(Dataset rows)
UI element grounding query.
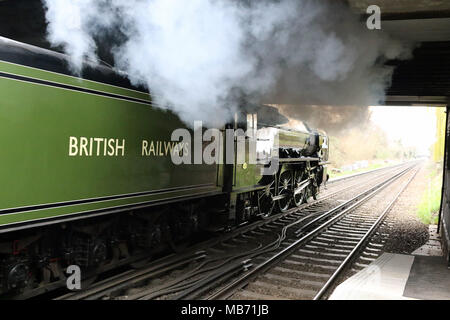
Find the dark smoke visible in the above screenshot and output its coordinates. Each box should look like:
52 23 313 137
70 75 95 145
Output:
43 0 411 125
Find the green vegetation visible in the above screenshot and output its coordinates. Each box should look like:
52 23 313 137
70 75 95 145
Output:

→ **OBJECTIVE**
Switch each "screenshot" in the records above to "photo" and write the records out again with nothing else changed. Leave the pictures out.

→ **RESULT**
UI element grounding query.
Find the dark smoke visible in the above photo and output its coordinates. Each box should look like:
52 23 313 137
70 75 95 145
Output:
43 0 411 125
Find the green vegetation visible in the above photo and output its coordinates. Each box should look like:
52 23 313 137
70 75 95 145
Output:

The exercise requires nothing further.